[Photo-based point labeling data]
▼

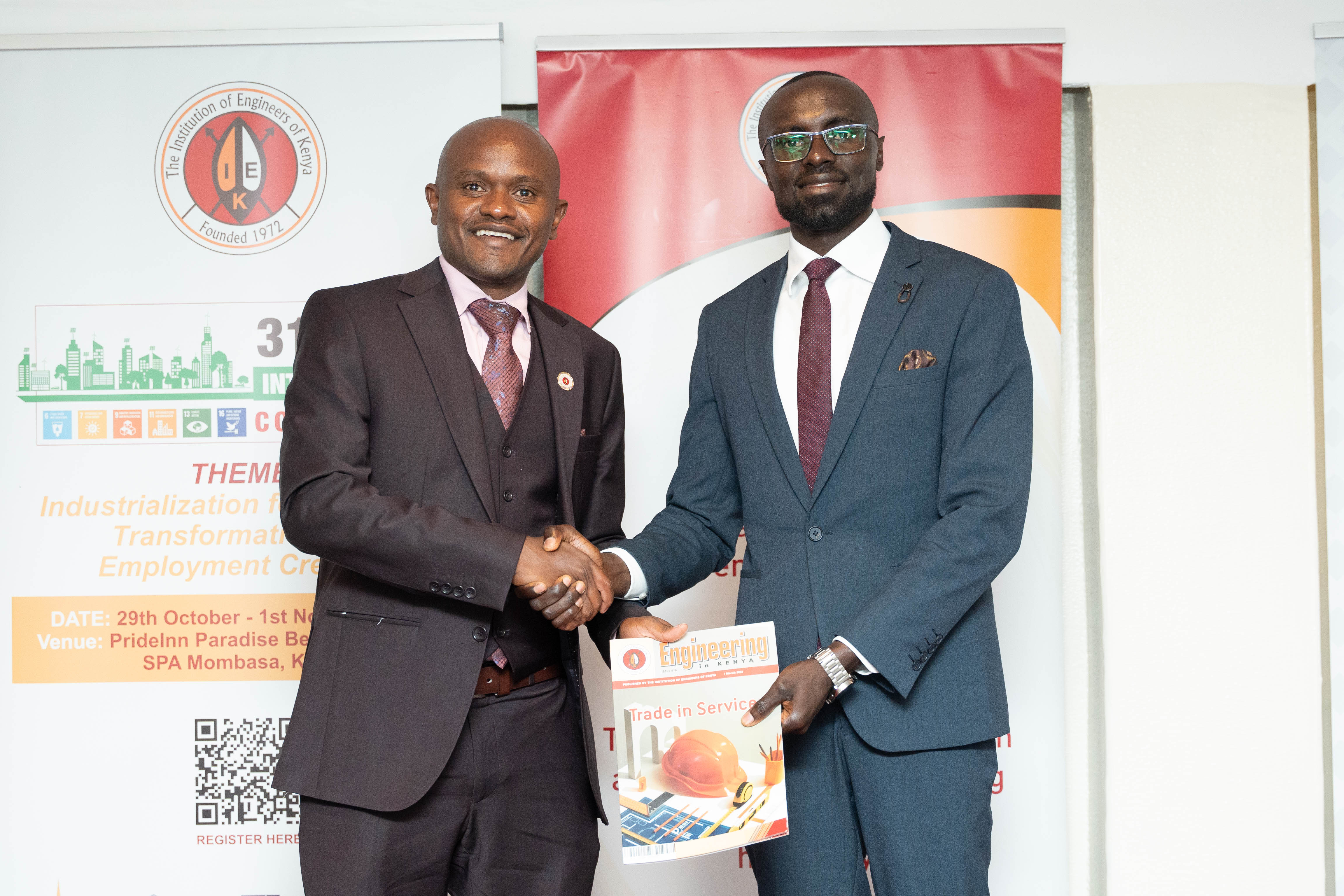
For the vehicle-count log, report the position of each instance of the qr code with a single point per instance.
(236, 760)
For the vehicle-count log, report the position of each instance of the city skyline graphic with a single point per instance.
(89, 370)
(140, 366)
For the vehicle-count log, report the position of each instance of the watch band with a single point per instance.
(841, 678)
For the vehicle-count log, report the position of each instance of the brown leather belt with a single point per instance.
(501, 682)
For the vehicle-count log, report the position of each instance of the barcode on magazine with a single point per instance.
(644, 852)
(236, 760)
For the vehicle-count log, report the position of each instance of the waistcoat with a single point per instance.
(525, 473)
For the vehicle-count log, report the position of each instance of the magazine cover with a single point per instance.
(693, 780)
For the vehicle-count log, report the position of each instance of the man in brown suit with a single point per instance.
(444, 429)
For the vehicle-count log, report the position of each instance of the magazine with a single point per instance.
(693, 780)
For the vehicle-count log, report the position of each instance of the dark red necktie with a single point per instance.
(815, 367)
(501, 369)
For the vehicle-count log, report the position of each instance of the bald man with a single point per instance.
(447, 438)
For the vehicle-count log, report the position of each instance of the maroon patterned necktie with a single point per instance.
(815, 367)
(501, 369)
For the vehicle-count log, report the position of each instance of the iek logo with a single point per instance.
(240, 169)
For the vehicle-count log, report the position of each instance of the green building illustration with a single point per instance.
(87, 370)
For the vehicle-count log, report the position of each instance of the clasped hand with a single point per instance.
(561, 577)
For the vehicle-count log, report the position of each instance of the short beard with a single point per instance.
(825, 216)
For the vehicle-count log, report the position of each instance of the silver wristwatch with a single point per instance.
(841, 678)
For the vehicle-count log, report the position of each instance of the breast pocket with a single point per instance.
(892, 378)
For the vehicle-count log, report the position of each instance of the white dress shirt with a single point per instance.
(861, 258)
(478, 340)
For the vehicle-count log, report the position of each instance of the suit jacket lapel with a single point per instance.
(760, 356)
(435, 326)
(562, 352)
(878, 327)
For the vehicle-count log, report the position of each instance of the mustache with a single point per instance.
(825, 169)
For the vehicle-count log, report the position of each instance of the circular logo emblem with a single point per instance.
(240, 169)
(749, 130)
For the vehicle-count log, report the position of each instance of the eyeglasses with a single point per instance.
(796, 144)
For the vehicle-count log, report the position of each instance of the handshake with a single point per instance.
(584, 582)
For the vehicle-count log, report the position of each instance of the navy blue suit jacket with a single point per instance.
(918, 504)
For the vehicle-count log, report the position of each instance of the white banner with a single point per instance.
(1330, 159)
(169, 210)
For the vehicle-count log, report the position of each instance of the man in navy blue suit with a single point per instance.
(865, 409)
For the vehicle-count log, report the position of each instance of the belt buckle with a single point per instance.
(499, 678)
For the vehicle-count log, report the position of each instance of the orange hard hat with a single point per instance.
(702, 764)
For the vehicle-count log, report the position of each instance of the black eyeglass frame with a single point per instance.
(814, 135)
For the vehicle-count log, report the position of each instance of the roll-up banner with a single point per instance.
(668, 210)
(171, 202)
(1330, 160)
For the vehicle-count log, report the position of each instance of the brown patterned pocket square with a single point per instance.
(916, 359)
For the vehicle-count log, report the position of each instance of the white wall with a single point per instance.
(1109, 42)
(1208, 491)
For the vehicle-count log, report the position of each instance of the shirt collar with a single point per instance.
(861, 253)
(466, 292)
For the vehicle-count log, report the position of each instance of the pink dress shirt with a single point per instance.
(464, 293)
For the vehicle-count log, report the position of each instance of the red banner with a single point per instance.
(655, 147)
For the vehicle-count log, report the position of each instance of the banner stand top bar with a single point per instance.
(125, 39)
(802, 39)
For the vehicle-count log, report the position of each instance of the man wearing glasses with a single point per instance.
(865, 407)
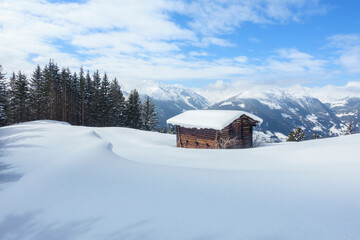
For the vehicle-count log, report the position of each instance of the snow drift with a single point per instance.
(115, 183)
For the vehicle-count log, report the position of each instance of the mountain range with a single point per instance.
(281, 110)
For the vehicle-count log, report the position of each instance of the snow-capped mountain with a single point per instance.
(283, 110)
(347, 110)
(171, 100)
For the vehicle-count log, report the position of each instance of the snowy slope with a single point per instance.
(117, 183)
(171, 100)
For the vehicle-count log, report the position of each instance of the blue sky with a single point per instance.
(200, 44)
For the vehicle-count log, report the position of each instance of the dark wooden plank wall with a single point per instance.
(238, 134)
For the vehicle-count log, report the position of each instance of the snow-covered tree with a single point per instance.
(149, 115)
(3, 99)
(172, 129)
(315, 136)
(117, 102)
(297, 135)
(349, 129)
(133, 110)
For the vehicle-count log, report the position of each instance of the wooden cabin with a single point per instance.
(214, 129)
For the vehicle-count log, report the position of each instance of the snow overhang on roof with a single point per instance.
(212, 119)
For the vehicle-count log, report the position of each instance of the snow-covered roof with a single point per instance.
(213, 119)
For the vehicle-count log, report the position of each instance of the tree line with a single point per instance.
(78, 98)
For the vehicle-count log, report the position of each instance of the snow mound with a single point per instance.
(88, 183)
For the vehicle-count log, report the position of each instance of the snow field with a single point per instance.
(118, 183)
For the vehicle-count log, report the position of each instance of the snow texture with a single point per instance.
(212, 119)
(87, 183)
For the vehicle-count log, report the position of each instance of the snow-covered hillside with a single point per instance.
(65, 182)
(283, 110)
(171, 100)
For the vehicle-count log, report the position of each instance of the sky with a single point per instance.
(212, 46)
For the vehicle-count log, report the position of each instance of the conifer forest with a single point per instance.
(79, 98)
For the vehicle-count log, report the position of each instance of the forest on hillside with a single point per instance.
(78, 98)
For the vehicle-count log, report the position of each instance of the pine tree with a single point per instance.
(37, 94)
(149, 119)
(117, 102)
(315, 136)
(82, 95)
(133, 110)
(88, 99)
(104, 101)
(3, 99)
(349, 129)
(296, 135)
(172, 129)
(19, 98)
(96, 108)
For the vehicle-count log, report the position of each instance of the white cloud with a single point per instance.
(348, 46)
(137, 40)
(331, 92)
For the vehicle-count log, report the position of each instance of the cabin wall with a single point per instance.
(238, 134)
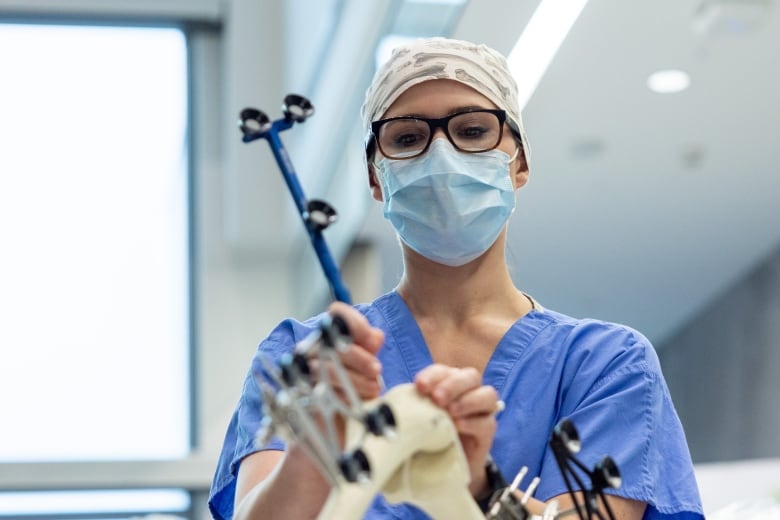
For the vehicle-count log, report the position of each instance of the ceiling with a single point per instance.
(642, 207)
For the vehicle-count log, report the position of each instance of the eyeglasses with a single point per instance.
(406, 137)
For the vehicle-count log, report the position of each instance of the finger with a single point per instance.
(476, 426)
(480, 401)
(445, 384)
(360, 330)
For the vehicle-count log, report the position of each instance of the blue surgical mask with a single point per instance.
(447, 205)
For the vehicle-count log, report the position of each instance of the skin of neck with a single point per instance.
(483, 285)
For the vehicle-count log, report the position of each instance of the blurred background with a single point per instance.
(146, 250)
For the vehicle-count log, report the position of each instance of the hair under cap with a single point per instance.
(474, 65)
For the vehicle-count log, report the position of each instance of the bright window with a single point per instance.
(94, 267)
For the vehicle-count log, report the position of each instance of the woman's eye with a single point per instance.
(472, 132)
(406, 140)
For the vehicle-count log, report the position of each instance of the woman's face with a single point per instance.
(440, 98)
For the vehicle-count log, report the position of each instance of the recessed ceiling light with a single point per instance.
(668, 81)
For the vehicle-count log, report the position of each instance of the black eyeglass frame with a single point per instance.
(433, 124)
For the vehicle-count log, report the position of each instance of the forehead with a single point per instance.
(436, 98)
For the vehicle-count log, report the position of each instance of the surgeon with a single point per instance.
(446, 153)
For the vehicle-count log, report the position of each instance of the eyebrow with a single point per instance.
(458, 110)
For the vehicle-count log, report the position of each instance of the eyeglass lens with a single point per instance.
(469, 132)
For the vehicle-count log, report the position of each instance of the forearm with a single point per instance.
(293, 489)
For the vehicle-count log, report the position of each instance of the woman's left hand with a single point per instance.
(472, 407)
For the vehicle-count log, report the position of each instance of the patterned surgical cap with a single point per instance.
(474, 65)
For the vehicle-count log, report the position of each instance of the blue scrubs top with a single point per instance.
(604, 377)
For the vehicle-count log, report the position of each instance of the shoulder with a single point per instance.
(588, 341)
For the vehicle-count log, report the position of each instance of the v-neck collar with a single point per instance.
(405, 337)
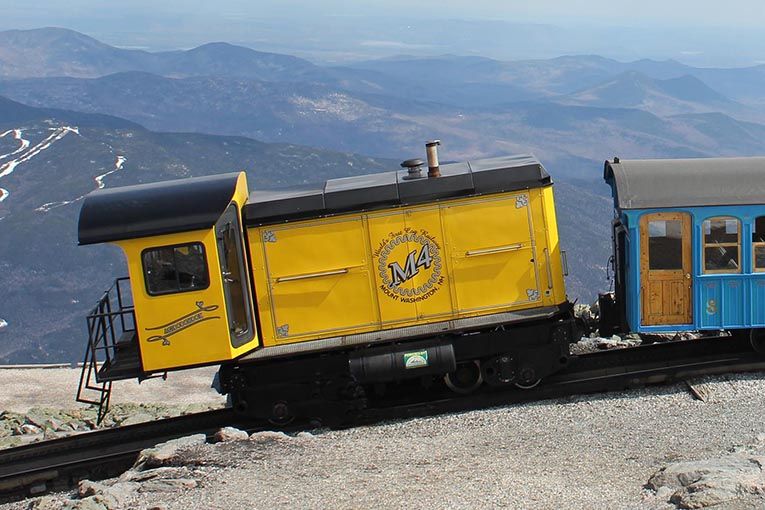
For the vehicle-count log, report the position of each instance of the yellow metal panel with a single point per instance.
(431, 282)
(362, 272)
(492, 252)
(558, 294)
(319, 278)
(389, 241)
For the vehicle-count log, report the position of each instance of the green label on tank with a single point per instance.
(416, 359)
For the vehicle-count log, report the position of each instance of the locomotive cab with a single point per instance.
(189, 301)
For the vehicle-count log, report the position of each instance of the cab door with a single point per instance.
(236, 287)
(665, 269)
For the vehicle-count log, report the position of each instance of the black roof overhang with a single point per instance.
(158, 208)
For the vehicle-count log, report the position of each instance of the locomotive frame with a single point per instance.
(316, 300)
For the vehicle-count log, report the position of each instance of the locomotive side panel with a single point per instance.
(408, 266)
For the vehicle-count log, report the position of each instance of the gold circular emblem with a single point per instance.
(403, 256)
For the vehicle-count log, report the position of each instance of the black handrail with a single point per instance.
(102, 344)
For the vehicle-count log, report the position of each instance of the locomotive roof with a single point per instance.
(390, 189)
(660, 183)
(128, 212)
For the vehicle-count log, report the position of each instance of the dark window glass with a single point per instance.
(175, 269)
(665, 244)
(721, 258)
(722, 245)
(759, 257)
(758, 236)
(721, 230)
(758, 244)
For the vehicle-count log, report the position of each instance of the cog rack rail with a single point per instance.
(59, 463)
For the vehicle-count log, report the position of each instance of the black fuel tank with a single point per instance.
(397, 362)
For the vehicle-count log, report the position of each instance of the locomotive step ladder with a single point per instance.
(112, 351)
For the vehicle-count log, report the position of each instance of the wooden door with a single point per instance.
(665, 268)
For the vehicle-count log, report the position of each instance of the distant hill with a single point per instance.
(57, 156)
(48, 282)
(636, 90)
(48, 52)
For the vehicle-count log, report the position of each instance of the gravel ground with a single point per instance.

▲

*Stated goal:*
Repeat the line that contains "rack rail with a single point per instance.", then every line after it until the records end, with nothing added.

*Solution to this exercise:*
For the vehicle-count log, report the position of each instance of the cog rack rail with a single point per instance.
(59, 463)
For the vehicle-count log, report the position of each instance of the black fuel tank with a single point per instance.
(397, 362)
For the vehicle-count log, report the position of each instance of the locomotive step ladder with a single point per instance.
(112, 351)
For the vehicle-count log, report the position of each instance of the wooden door with a single point per instance.
(665, 268)
For the vehicle-count log, report the position of each instance of the distant hill with a single point per instance.
(57, 156)
(48, 282)
(636, 90)
(48, 52)
For the vehicle-count log, report the position of each instance of the gravel ground with a single point per instance.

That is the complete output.